A Barza d’Ispra, un 8 de septiembre de 1934,
llegó un joven novicio de 21 años.
A Roma, tal y como se cuenta en la Eneida,
de Virgilio, llegó Eneas después de un largo periplo, con la melancolía en el
alma por su llorada Troya. No podía faltar el mito, la leyenda, en el génesis
de tan insigne ciudad. Rómulo y Remo la fundaron y desde entonces no paró de
crecer en fama y en honor. Las legiones romanas llevaron su nombre y su gloria
a todos los rincones del orbe conocido. Roma, la caput mundi, fue sinónimo de grandeza y fortuna, pero también de
desgracia y ruina, porque una cosa era ser ciudadano romano y otra, muy
distinta, esclavo de Roma.
Desde
que el mundo es mundo, la moneda tiene dos caras. Roma, vorax hominum. Roma devora a los hombres. Siempre ha sido
así. Pedro y un grupillo de galileos eran unos infelices pescadores, pero no
tontos, como para no saber que era en Roma donde se cortaba el bacalao del
mundo; era en Roma donde había que vender el ‘pez nuevo’. Porque lo que en Roma
se conocía y triunfaba, terminaría por conocerse y triunfar en el mundo
mundial. Y hasta allí se dirigieron Pedro y Pablo, para decir nones al
Emperador, que representaba el poder, pero un poder pasado, y para anunciar el
futuro que era Cristo. Era un ‘novum’ que
los romanos poderosos menospreciaron. Lo pagarían caro. Amaneció un día en que
la cruz aplastó al águila, y el INRI al SPQR. Roma se convirtió en eterna y su
obispo en el máximo constructor de puentes entre el Dios Altísimo de los cielos
y los pobres hombres de barro de aquí abajo. Pero también entre las orillas de
quienes ya creían en el Galileo y quienes todavía no.

### FILAS DE DATOS

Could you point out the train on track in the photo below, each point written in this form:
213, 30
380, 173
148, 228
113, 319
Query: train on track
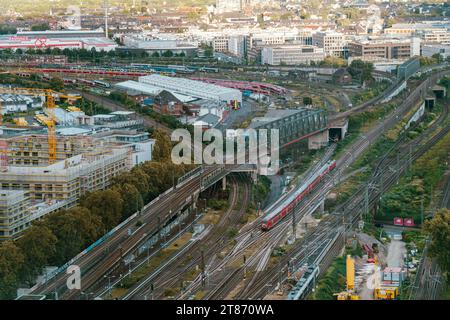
281, 208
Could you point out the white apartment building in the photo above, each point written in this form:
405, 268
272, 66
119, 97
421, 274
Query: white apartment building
428, 50
220, 43
291, 54
236, 46
333, 43
428, 32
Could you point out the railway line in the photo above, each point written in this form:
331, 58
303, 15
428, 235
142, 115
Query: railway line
429, 282
108, 254
356, 203
212, 243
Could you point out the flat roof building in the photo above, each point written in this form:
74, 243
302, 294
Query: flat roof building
385, 47
192, 88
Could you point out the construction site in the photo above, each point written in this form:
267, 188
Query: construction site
50, 166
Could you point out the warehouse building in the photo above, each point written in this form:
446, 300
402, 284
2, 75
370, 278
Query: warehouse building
291, 54
89, 39
30, 187
185, 90
385, 47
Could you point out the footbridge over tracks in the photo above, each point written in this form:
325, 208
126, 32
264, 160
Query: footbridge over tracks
144, 229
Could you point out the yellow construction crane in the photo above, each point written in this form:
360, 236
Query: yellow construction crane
349, 293
51, 122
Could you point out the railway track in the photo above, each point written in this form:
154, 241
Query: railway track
356, 203
213, 242
109, 254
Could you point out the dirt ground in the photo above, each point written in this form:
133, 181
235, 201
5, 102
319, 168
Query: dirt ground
396, 250
369, 275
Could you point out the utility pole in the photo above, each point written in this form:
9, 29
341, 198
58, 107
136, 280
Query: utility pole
421, 212
294, 231
105, 3
366, 200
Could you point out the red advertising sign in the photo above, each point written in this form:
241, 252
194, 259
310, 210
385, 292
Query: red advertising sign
398, 221
409, 222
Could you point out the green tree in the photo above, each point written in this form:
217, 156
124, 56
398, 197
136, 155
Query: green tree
11, 261
38, 244
132, 199
307, 101
439, 230
138, 178
75, 229
40, 27
106, 204
168, 54
57, 84
163, 146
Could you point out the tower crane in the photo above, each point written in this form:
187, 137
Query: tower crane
51, 122
349, 294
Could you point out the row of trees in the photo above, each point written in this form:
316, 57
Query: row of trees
415, 190
168, 120
61, 235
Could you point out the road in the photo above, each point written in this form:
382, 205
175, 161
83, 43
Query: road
396, 250
116, 106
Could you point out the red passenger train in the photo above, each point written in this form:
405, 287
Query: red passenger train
280, 209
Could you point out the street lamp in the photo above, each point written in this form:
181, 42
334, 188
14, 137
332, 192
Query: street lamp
109, 282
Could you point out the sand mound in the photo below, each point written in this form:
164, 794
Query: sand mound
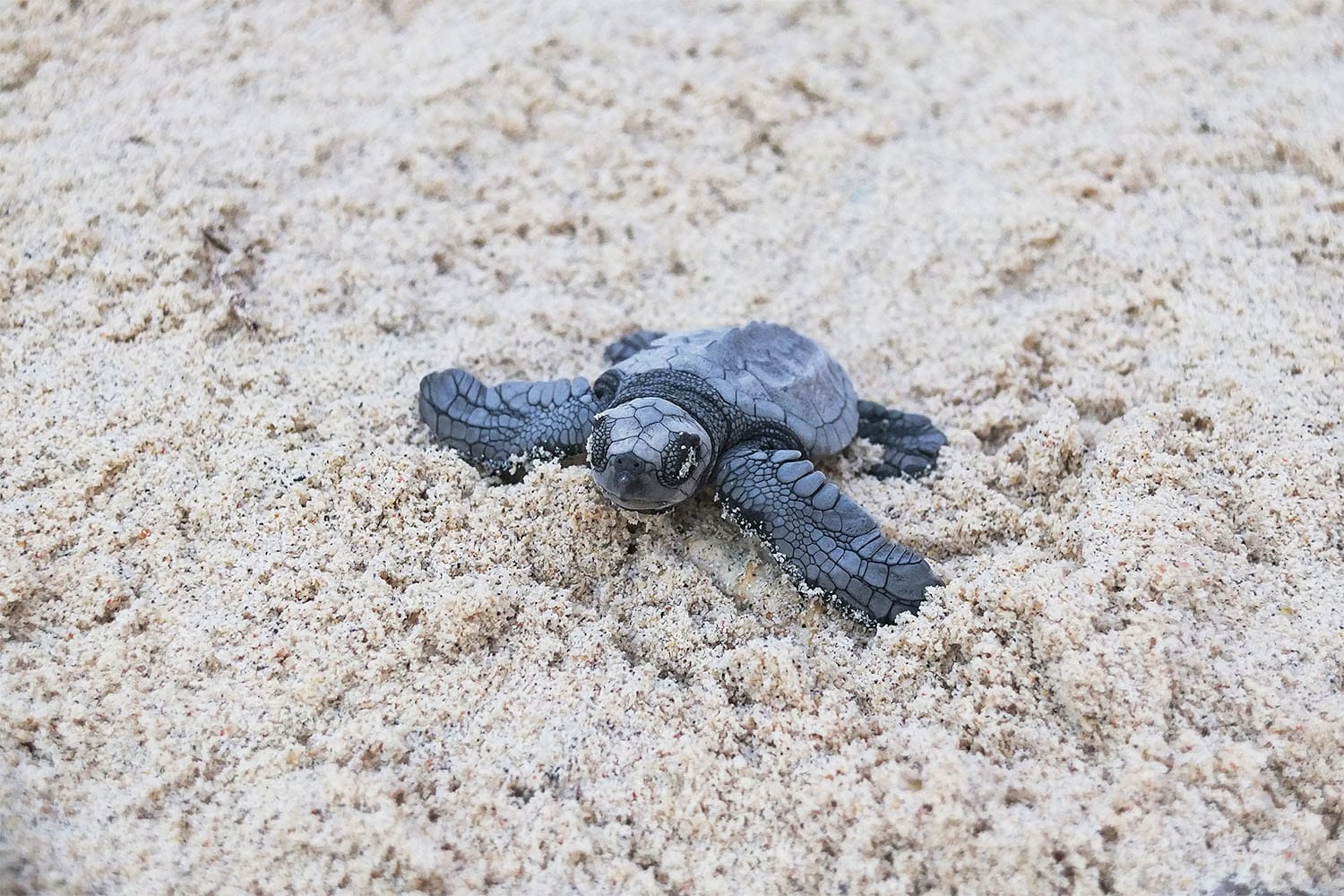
260, 635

### ENUNCIADO DE LA TAREA
Retoma el fragmento sobre Roma y continúalo a partir de su última oración.

### RESPUESTA ESPERADA
Pero
hubo tiempos en que Roma fue la Gran Ramera de Babilonia, como así la vio y
condenó Lutero. A Papas, cardenales y clérigos piadosos y honestos, sucedieron
otros simoniacos y lujuriosos, más pendientes del poder y de la alcoba que del
servicio y el evangelio. A lo largo de toda la Historia, algunos santos
tuvieron que hacerse albañiles a lo divino para reparar la Iglesia de
Jesucristo que estaba en ruinas, como ocurrió, en efecto, a Francisco de Asís.
Pero
Roma es muchas Romas. Bajo los pavimentos marmóreos de sus fastuosas iglesias
hay testimonios de un pasado esplendoroso de Césares y de Augustos. Napoleón
quiso destruir Roma y, con ella, la Iglesia, pero el Papa de Roma, más listo,
le contestó: “No hemos podido nosotros,
so imbécil”. Los Estados Pontificios tuvieron que resignarse, de mal grado,
al Reino de Italia de Saboyas y Garibaldis. Cada pérdida material para la
Iglesia de Roma, era una ganancia para el espíritu. ¡Pero cuánta resistencia
por parte de la curia romana!
Luego,
por Roma se pasearían, como por su casa, los camisas negras, y ondearían
impúdicas esvásticas en vetustos palacios, dejando una ciudad en ruinas y en
hambre, como lo reflejaría el cine del neorrealismo italiano. Solo el Bella ciao, cantado a pleno pulmón en
hosterías, campamentos, escuelas y reuniones familiares, aliviaba a los romanos
de sus penurias y les convencía, autoengañándose tal vez, de que habían sido unos
valientes partisanos. Aún correteaban por los barrios pobres de la Ciudad
Eterna ragazzi con rodilleras
remendadas que comían con ansia un panino.
El milagro económico italiano llegaría en el ‘dopoguerra’, creando una ilusión
de riqueza y progreso ilimitados. Empezaba a gestarse y a soñarse la dolce vita de la vespa, los paparazzi y el martini.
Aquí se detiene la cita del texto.